Written request:
Reproduce every one of the rows below word for word, omitting the pictures from your answer.

[Bounding-box records]
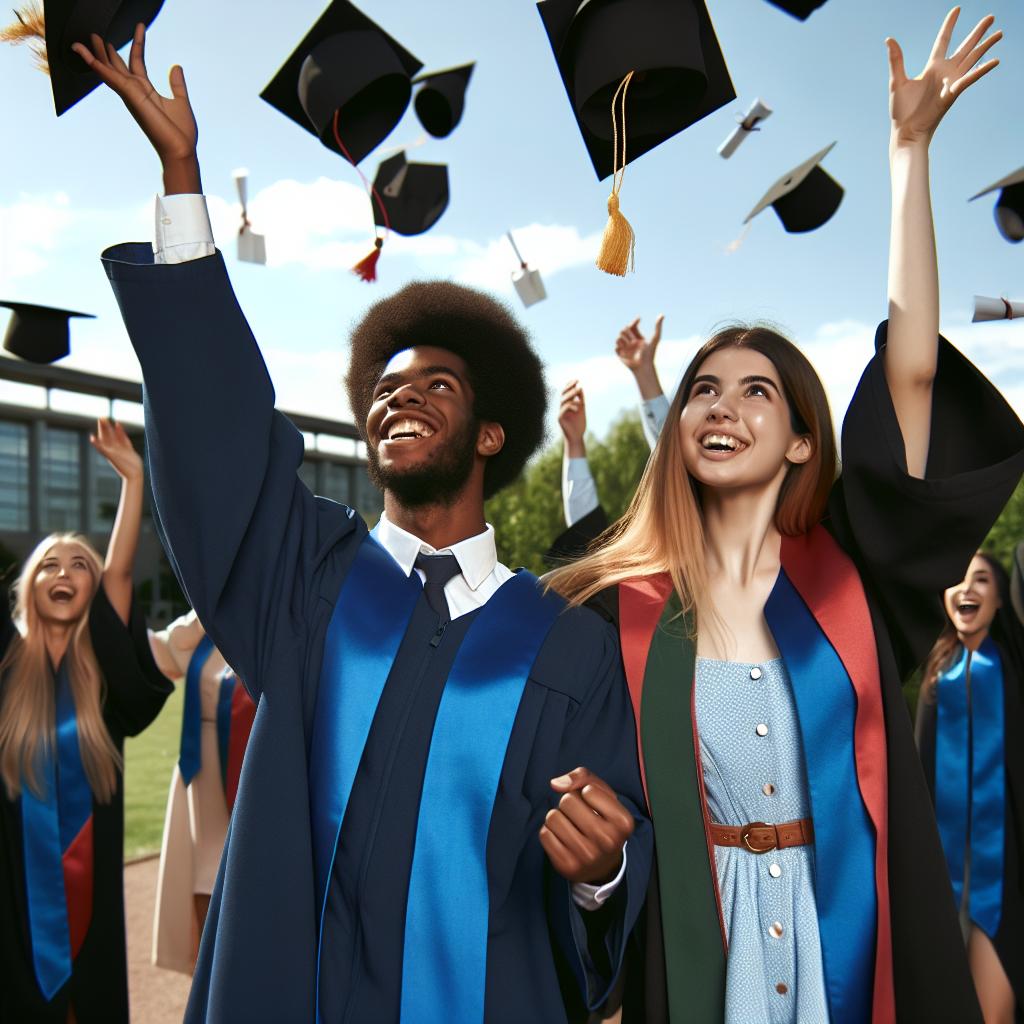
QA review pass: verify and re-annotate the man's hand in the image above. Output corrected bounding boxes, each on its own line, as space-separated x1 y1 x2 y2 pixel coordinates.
615 313 665 398
72 24 202 195
541 768 636 885
558 381 587 459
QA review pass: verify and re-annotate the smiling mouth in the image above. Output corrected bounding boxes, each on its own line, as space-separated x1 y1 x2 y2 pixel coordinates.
384 420 434 441
700 434 746 453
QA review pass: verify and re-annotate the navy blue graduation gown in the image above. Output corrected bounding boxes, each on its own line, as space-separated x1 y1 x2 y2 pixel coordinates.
104 245 651 1024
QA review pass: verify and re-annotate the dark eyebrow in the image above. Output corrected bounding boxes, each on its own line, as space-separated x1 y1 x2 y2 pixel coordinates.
374 362 463 391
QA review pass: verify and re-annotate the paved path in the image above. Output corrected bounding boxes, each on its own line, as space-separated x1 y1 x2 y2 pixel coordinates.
125 857 191 1024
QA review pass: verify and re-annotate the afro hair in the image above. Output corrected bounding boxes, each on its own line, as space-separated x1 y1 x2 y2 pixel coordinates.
345 281 548 498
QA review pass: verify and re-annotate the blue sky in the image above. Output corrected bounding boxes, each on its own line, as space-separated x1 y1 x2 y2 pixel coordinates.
0 0 1024 444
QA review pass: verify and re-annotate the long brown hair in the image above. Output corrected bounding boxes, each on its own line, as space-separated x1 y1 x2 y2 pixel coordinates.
547 324 838 611
918 551 1014 700
0 534 121 803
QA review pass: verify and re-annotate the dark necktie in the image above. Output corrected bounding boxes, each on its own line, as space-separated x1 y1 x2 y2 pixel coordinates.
416 554 460 623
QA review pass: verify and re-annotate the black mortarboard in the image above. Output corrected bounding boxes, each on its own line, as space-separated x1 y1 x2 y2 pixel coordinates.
971 167 1024 242
743 142 843 232
537 0 736 178
768 0 825 22
374 152 449 234
260 0 423 164
413 63 476 138
0 302 95 364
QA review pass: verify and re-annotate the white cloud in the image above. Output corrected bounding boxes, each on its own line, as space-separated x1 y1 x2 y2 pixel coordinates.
0 191 73 289
209 178 600 294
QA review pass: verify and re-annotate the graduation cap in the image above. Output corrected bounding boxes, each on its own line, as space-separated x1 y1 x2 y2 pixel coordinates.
0 302 95 364
3 0 164 117
969 167 1024 242
234 168 266 264
374 151 449 234
743 142 843 232
505 231 548 308
768 0 825 22
413 63 476 138
537 0 736 179
971 295 1024 324
718 99 771 160
260 0 423 164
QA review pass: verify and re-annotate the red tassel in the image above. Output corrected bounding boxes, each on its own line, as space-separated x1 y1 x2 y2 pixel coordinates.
352 239 384 281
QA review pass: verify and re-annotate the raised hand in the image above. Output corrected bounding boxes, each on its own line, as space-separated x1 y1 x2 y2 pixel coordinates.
558 381 587 458
72 24 202 193
89 419 142 480
886 7 1002 145
541 768 636 885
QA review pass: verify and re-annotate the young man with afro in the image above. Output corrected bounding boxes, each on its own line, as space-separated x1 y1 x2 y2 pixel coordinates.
83 33 652 1024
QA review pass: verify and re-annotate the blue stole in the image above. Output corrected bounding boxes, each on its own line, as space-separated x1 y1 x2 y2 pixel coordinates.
309 536 562 1024
765 570 878 1024
22 662 92 1001
178 634 213 785
935 637 1006 938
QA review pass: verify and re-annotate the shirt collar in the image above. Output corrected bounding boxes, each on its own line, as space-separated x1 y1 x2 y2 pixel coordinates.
374 513 498 590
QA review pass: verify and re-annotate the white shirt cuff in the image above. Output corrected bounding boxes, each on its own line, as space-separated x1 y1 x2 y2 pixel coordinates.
572 843 626 910
153 195 216 263
562 455 600 526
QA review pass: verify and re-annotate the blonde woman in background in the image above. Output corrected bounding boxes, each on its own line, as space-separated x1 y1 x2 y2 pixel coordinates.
0 420 171 1024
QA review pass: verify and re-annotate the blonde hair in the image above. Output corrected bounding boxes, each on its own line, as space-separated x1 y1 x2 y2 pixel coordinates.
546 325 837 613
0 534 121 804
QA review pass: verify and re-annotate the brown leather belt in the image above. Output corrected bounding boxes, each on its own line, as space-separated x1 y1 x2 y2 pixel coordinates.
711 818 814 853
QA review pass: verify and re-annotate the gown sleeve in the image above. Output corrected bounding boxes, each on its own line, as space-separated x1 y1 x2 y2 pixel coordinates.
826 322 1024 677
551 609 653 1010
89 584 174 736
103 243 357 699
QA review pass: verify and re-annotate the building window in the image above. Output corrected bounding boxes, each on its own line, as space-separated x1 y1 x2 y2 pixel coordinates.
89 444 121 532
42 427 83 531
0 422 29 529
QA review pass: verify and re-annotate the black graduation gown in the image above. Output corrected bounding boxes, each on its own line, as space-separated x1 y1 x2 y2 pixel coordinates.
916 626 1024 1020
0 586 174 1024
552 323 1024 1024
104 245 651 1024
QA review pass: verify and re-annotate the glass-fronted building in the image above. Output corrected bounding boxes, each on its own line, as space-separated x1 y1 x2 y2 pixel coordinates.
0 356 383 628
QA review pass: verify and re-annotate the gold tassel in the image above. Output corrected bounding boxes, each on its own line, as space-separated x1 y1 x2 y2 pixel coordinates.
597 72 636 278
0 0 50 75
597 193 636 278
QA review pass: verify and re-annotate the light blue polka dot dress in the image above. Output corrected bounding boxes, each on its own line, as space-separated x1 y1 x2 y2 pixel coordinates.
696 657 828 1024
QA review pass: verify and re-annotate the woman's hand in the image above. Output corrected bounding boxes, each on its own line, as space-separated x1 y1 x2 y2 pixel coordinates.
72 24 202 194
89 419 143 481
886 7 1002 146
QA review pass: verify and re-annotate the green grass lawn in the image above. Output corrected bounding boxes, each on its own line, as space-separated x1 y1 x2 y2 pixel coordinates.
125 686 184 858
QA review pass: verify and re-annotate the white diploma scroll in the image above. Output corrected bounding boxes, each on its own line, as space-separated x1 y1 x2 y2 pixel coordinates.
971 295 1024 324
234 168 266 264
506 231 548 307
718 99 771 160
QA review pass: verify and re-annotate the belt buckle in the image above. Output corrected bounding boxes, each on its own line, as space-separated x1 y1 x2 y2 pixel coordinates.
739 821 778 853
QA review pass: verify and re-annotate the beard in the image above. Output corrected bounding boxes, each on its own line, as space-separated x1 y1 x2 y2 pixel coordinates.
367 417 479 508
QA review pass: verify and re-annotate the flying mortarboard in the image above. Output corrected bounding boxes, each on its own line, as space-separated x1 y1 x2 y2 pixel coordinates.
3 0 164 117
0 302 95 364
971 295 1024 324
537 0 736 276
234 168 266 264
374 151 449 234
413 63 476 138
768 0 825 22
505 231 548 308
743 142 843 232
718 99 771 160
969 167 1024 242
260 0 423 164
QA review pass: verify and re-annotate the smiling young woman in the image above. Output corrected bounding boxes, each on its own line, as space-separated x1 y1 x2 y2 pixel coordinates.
916 552 1024 1024
0 420 171 1024
549 9 1024 1024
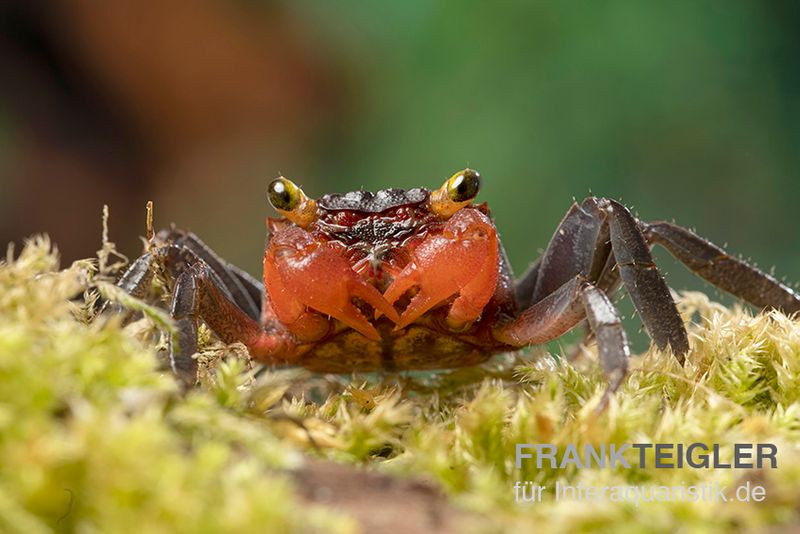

Reply to the exercise:
QA review pass: verify and re-annotate the man's hand in the image above. Output corrected bounding boxes, each on its own line, as space-separated x1 y1 x2 y2 pixel coordinates.
615 313 665 398
72 24 202 195
541 768 636 885
558 381 587 459
QA review pass: verify and re-annotate the smiling mouth in the image above. Output corrected bounding boxes, each on its own line, as space-separated x1 y1 x2 y2 pixel coordinates.
384 420 434 441
700 434 746 453
QA review pass: verify and re-annotate the navy blue graduation gown in the image above. Output corrected bounding boxes, each on its own line, as space-separated x1 y1 x2 y2 pixel coordinates.
104 245 651 1024
QA review pass: verify and re-annotate the dark eyebrow in the image above. Output corrected bounding boxes, each on its own line, as space-separated x1 y1 x2 y2 pixel coordinates.
374 362 463 391
QA review pass: verify and re-annotate the paved path in the image above. Output corrected bounding boxes, each on its own line, as space-separated x1 y1 x2 y2 pixel coordinates.
125 857 191 1024
QA review pass: verify and re-annotate the afro hair in the image above. Output corrected bounding boxes, each on its own line, as space-separated x1 y1 x2 y2 pixel coordinates.
345 281 548 498
QA review pass: verify and re-annotate the blue sky in the image above. Output corrected bounding boxes, each on its own line, as space-separated x1 y1 x2 y2 pixel coordinates.
0 0 1024 444
QA review pass: verify and re-annotate the long brown hair in the image above. Output corrected bounding boxes, each on its own line, as space-separated x1 y1 x2 y2 pixel coordinates.
547 324 838 611
918 551 1014 700
0 534 121 803
QA review pass: verify and re-annotate the dark necktie in the image above. Output corrected bounding boxes, each on its own line, as space-separated x1 y1 x2 y2 pixel coordinates.
416 554 460 623
QA review pass: verify and re-annotate the black mortarboard in the image above. Output corrected bounding boxes, each on its own line, as space-separated x1 y1 x2 y2 pixel coordinates.
971 167 1024 242
743 142 843 232
537 0 736 178
768 0 825 22
374 152 449 234
260 0 423 164
413 63 476 138
0 302 95 364
QA review pass: verify and re-annotate the white cloud in the image above. Output corrected bounding boxes, each on its own line, as space-separated x1 y1 x2 y2 pixel coordinates.
0 191 73 289
209 178 600 294
QA review pass: verify and re-annotate the graduation cap in the image above. Output corrected bounding boxes, each on its own line, as space-separated x1 y1 x2 y2 pixel coordinates.
0 302 95 364
3 0 164 117
969 167 1024 242
234 168 266 264
374 151 449 234
743 142 843 232
505 231 548 308
768 0 825 22
413 63 476 138
537 0 736 179
971 295 1024 324
718 99 771 160
260 0 423 164
QA review pass: verify and re-annotate the red tassel in the image above. Output corrected bounding boxes, each on its own line, as space-separated x1 y1 x2 y2 pixel coordinates.
352 239 384 281
QA review pass: verify and re-annotate the raised hand in the image above. Output corrected bounding boxes, each on its own line, as space-separated x1 y1 x2 y2 pixel coordinates.
558 381 587 458
72 24 202 193
89 419 142 480
886 7 1002 145
541 768 636 885
QA review pass: verify and re-annotate the young man with afro in the image above. Output corrected bounding boxes, each on its own line, as space-separated x1 y1 x2 y2 pixel coordinates.
83 33 652 1024
QA review pass: verify and re-annotate the blue stole in the image above. Output corrected bounding boxes, each on its own line, as space-separated x1 y1 x2 y2 pixel coordinates.
309 536 562 1024
765 570 878 1024
22 662 92 1001
178 634 213 785
935 637 1006 938
QA review pass: verify and re-annotate the shirt collar in the image above. Output corrected bounding boxes, each on its own line, as space-separated x1 y1 x2 y2 pixel coordinates.
374 513 498 590
QA review pass: verify and re-annotate the white shirt cuff in the image above. Output corrected bounding boxes, each on its own line, as space-separated x1 y1 x2 y2 pixel coordinates.
572 843 626 910
153 195 216 263
562 455 600 526
QA review pass: verify and re-annotate the blonde woman in background in the image above. Output corrected bounding boxes, each on its own line, as space-separated x1 y1 x2 y2 pixel coordinates.
0 420 171 1024
QA review pass: verify and re-annotate the blonde hair in the image above. Output corrected bounding boxes, each on its own line, as space-separated x1 y1 x2 y2 pixel coordinates.
546 325 837 613
0 534 121 804
QA review pass: verify and re-annotate the brown leather belt in the image above. Output corrected bounding boxes, each on its own line, as space-separated x1 y1 x2 y2 pixel coordinates.
711 818 814 853
QA review pass: verify and re-annotate the gown sleeve in the image above. Output corrected bounding boxes, each on its own line, as space-separated x1 y1 x2 y2 pixel coordinates.
826 322 1024 677
551 609 653 1010
89 584 174 736
103 243 357 699
QA review pass: verify and re-annotate the building window in the image above. Output corrected bounding boxes, each on its own line, as space-separated x1 y1 x2 y2 pixel coordinates.
89 444 121 532
42 427 83 531
0 422 29 529
QA review pass: verify and re-annotate the black graduation gown in the image above. Output corrected bounding boxes, each on its own line, as space-separated x1 y1 x2 y2 pixel coordinates.
916 626 1024 1020
0 586 174 1024
552 323 1024 1024
104 245 651 1024
QA review pass: verify and re-annotate the glass-fronted building in the image above. Output corrected bounding boxes, each on its own line, as space-separated x1 y1 x2 y2 pixel coordinates.
0 356 383 628
QA review pass: verify and re-annotate the gold tassel in the image above. Output corrected bounding boxes, each on its own line, as space-separated x1 y1 x2 y2 pixel coordinates.
597 72 636 278
0 0 50 75
597 193 636 278
QA review pass: verify and re-annotate the light blue polka dot dress in the image above. Output corrected bounding boxes, each on its own line, as space-separated x1 y1 x2 y2 pixel coordinates.
696 657 828 1024
QA review pass: verify and re-annotate the woman's hand in the image above. Output corrected bounding boxes, each on its own line, as space-separated x1 y1 x2 y2 pixel coordinates.
72 24 202 194
89 419 143 481
886 7 1002 146
QA review pass: verify and re-annotate the green grass lawn in the image above. Output corrected bounding boxes, each on its own line, as space-separated x1 y1 x2 y2 pixel coordinates.
125 686 184 858
QA review pass: verify and re-annotate the white diploma scroll in the image above. Output corrected bounding boxes, each on its own line, as space-separated x1 y1 x2 y2 pixel coordinates.
971 295 1024 324
234 168 266 264
506 231 548 307
718 99 771 160
QA review pass: verify and re-annotate the belt buckle in the image above. Output corrected bounding boxes, each on its own line, as space-separated x1 y1 x2 y2 pixel coordinates.
739 821 778 853
QA review pass: verify and re-annotate the beard in the image above. Output corrected bounding boxes, each on its own line, as space-separated x1 y1 x2 y2 pixel coordinates.
367 417 479 508
QA review pass: verify and re-annotate the flying mortarboard in the image above. Output corrected bounding boxes, each on its own line, as space-separated x1 y1 x2 y2 pixel coordinates.
3 0 164 117
0 302 95 364
971 295 1024 324
537 0 736 276
234 168 266 264
374 151 449 234
413 63 476 138
768 0 825 22
505 231 548 308
743 142 843 232
718 99 771 160
969 167 1024 242
260 0 423 164
QA review pass: verify and re-annotate the smiling young woman in the image above. Output corrected bounding boxes, each on its own line, as space-separated x1 y1 x2 y2 pixel coordinates.
916 552 1024 1024
0 420 171 1024
549 9 1024 1024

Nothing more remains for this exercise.